┌──

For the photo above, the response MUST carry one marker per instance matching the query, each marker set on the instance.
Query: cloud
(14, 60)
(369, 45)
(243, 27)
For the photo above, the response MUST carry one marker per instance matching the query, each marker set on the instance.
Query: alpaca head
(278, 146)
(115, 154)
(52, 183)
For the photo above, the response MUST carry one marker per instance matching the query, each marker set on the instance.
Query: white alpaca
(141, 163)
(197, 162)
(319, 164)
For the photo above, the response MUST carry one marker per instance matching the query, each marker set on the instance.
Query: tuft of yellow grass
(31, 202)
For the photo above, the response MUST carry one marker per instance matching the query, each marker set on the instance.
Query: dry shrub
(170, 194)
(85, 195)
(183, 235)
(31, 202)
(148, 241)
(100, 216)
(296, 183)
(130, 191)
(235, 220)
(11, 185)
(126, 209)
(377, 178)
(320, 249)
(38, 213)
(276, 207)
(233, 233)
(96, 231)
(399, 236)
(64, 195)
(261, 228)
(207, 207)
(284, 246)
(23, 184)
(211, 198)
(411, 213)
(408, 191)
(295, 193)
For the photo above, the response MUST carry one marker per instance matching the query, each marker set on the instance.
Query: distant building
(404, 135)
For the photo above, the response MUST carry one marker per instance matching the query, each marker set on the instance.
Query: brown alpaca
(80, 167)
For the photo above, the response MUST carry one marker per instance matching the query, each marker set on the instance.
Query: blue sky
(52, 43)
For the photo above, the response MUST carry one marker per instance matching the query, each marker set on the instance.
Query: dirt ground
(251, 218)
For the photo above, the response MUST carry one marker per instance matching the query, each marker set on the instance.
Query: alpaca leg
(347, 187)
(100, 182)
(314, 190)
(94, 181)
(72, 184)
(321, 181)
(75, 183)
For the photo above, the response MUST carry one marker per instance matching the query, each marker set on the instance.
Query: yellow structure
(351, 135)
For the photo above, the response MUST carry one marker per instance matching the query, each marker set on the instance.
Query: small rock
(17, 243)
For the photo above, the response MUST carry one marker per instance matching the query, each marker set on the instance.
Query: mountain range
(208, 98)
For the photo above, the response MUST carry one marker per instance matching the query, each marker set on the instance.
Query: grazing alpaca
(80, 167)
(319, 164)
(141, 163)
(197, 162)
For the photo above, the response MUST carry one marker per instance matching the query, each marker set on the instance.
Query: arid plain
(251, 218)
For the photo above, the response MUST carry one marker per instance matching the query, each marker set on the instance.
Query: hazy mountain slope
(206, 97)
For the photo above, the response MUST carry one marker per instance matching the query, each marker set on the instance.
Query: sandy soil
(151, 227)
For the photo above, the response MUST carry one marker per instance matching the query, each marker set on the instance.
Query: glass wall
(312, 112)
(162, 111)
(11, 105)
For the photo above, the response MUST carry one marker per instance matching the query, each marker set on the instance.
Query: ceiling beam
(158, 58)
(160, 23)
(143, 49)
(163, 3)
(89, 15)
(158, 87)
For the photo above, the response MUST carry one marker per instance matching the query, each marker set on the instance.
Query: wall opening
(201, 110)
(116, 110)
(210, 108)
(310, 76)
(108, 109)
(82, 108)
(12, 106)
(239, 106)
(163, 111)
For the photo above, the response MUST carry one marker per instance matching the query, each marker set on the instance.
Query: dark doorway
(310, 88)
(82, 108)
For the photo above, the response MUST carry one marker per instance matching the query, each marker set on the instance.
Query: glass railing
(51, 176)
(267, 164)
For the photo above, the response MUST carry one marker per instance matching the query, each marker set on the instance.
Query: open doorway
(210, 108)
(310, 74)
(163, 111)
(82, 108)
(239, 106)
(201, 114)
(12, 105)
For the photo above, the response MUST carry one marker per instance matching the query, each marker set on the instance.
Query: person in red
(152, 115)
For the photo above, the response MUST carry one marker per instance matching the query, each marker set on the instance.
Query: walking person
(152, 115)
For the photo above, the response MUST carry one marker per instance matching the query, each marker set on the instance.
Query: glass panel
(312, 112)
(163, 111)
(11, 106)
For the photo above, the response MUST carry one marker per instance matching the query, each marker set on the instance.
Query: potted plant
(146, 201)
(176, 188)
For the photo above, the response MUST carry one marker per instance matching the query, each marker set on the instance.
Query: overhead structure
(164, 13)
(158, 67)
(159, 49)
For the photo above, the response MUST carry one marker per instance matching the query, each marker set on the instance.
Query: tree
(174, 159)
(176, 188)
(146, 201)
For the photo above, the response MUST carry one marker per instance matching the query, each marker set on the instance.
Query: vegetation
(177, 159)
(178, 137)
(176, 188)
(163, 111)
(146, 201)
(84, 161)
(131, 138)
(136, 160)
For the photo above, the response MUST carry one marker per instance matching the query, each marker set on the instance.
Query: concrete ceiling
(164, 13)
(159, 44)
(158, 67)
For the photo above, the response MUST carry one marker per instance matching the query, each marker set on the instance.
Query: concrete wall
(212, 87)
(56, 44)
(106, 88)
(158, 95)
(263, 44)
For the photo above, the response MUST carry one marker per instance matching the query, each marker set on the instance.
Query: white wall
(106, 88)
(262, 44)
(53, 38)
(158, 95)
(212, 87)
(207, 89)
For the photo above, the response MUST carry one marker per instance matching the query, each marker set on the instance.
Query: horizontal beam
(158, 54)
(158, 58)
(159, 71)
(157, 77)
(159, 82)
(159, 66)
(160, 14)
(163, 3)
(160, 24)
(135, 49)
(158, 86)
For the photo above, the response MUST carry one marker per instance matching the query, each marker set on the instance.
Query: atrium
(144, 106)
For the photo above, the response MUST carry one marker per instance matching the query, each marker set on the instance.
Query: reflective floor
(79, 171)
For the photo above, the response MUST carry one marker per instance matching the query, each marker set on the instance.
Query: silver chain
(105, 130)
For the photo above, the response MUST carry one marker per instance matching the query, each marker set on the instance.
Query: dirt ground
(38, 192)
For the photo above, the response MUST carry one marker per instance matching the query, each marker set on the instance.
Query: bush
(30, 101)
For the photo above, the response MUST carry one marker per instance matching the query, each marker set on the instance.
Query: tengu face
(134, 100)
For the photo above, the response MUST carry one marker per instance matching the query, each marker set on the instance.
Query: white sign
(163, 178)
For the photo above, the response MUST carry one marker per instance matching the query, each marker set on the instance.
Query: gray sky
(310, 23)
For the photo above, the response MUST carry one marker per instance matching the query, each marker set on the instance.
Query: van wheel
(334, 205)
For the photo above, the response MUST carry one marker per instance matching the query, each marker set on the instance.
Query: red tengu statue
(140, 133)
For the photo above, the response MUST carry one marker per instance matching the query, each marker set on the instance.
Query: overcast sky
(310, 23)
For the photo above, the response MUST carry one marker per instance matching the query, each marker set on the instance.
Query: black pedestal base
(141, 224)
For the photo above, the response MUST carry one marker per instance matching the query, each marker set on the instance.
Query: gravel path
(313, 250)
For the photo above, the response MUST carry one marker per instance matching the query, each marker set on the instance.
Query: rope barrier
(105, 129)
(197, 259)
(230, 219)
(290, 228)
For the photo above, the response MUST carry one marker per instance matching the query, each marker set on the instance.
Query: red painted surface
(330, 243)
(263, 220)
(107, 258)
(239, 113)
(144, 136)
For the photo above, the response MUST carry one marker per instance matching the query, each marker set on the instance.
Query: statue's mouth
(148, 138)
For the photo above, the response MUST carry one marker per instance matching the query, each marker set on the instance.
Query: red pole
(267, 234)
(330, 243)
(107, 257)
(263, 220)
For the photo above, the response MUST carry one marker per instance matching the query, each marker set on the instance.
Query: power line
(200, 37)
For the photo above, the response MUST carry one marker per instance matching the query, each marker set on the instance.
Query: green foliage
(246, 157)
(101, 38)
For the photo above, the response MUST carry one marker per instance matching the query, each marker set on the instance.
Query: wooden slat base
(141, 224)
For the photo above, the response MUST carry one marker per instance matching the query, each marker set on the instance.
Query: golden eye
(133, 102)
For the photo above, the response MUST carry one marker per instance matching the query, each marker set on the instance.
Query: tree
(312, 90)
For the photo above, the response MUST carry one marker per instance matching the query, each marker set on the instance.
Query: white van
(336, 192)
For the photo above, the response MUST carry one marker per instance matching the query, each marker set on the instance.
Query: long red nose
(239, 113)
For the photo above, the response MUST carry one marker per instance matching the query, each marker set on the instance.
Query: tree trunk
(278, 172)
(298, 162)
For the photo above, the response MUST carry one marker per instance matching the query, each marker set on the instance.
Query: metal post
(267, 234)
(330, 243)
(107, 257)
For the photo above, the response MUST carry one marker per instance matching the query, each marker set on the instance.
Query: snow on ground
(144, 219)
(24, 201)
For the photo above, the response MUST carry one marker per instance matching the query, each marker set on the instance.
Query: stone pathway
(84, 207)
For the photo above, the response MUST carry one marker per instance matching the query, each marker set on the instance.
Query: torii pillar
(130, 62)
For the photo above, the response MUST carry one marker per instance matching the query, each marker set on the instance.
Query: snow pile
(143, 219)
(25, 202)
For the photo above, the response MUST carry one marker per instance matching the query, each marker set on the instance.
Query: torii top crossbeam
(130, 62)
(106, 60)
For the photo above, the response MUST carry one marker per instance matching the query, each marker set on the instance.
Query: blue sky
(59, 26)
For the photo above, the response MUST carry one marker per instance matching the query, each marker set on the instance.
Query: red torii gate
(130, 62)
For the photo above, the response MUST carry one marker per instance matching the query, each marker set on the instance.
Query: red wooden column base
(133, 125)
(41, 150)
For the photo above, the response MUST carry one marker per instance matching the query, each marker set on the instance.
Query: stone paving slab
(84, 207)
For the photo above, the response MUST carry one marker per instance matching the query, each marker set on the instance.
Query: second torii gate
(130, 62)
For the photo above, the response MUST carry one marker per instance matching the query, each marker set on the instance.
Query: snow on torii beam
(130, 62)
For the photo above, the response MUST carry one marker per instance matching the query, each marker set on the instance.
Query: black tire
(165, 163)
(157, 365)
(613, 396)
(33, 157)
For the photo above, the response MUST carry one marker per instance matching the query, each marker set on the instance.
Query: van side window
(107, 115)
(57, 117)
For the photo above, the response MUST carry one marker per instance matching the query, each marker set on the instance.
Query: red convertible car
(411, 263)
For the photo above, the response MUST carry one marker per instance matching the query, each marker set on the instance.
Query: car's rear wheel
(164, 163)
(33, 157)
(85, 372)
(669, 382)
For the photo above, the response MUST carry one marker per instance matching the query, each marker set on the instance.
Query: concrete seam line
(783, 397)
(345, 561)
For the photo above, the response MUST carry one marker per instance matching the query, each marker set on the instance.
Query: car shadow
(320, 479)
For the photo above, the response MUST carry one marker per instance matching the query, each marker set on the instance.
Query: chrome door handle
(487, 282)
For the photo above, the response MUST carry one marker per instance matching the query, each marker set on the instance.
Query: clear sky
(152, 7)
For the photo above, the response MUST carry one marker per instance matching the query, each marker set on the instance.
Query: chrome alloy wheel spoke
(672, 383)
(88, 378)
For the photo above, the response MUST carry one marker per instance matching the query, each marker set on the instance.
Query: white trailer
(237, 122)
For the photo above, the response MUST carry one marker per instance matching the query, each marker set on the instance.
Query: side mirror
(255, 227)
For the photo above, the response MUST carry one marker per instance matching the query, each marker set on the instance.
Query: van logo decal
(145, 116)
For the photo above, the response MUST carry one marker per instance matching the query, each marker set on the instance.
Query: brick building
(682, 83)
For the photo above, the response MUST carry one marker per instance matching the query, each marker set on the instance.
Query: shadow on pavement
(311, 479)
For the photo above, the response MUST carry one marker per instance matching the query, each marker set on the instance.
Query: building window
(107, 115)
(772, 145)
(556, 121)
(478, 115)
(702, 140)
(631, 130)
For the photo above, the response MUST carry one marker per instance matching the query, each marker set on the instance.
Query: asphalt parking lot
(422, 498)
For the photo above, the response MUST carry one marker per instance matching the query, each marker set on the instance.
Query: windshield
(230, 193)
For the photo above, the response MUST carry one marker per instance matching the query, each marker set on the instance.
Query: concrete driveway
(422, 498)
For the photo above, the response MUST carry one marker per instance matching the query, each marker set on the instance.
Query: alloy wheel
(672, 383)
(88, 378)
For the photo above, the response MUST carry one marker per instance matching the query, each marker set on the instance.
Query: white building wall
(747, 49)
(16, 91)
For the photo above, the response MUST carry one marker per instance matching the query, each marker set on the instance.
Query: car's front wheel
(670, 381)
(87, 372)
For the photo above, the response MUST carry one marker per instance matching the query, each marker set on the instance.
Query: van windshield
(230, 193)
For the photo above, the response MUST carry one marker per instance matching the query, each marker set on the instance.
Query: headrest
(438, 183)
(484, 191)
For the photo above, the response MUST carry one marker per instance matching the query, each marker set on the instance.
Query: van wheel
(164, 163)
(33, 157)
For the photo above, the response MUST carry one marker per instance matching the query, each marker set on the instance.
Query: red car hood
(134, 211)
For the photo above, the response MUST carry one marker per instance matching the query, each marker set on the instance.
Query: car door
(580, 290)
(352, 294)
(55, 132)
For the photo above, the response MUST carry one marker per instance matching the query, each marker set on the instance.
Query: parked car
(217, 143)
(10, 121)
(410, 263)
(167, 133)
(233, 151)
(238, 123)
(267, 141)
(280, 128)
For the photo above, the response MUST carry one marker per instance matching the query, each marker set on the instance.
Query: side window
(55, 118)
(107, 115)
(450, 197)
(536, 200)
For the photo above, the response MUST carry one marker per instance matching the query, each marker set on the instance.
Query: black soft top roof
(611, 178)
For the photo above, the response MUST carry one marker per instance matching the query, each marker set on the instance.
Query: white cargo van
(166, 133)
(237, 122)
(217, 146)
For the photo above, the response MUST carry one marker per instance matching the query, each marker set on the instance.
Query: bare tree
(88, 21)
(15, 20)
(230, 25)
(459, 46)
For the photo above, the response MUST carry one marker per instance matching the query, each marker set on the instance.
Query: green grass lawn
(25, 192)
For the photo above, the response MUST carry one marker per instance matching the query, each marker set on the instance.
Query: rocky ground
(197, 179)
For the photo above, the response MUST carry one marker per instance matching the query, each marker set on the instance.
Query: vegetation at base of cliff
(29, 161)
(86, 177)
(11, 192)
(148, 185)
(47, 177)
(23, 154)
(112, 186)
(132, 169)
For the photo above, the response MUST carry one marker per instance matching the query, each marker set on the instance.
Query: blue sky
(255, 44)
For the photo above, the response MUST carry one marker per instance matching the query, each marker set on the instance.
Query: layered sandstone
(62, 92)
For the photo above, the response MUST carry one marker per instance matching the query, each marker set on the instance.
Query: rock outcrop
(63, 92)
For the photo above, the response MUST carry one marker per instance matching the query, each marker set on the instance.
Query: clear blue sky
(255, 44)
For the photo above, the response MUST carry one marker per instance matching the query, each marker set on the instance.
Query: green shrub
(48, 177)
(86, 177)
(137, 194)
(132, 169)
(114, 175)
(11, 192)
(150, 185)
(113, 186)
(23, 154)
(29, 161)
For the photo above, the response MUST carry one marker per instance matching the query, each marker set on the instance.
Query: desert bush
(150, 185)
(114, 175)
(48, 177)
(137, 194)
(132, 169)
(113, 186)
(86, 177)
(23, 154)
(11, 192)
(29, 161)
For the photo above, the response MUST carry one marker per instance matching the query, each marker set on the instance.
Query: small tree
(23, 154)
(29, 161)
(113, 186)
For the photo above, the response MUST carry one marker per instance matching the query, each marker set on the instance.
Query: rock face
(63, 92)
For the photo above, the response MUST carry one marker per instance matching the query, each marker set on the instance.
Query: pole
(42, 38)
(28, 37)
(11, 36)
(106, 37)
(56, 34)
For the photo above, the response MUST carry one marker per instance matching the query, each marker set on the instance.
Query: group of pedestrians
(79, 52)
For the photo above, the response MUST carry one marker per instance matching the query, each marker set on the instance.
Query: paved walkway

└──

◆ What is expected:
Which lines in the entries above contain the word "torii"? Return each such line in full.

◆ The solution:
Query: torii pillar
Query: torii top crossbeam
Query: red torii gate
Query: second torii gate
Query: snow on torii beam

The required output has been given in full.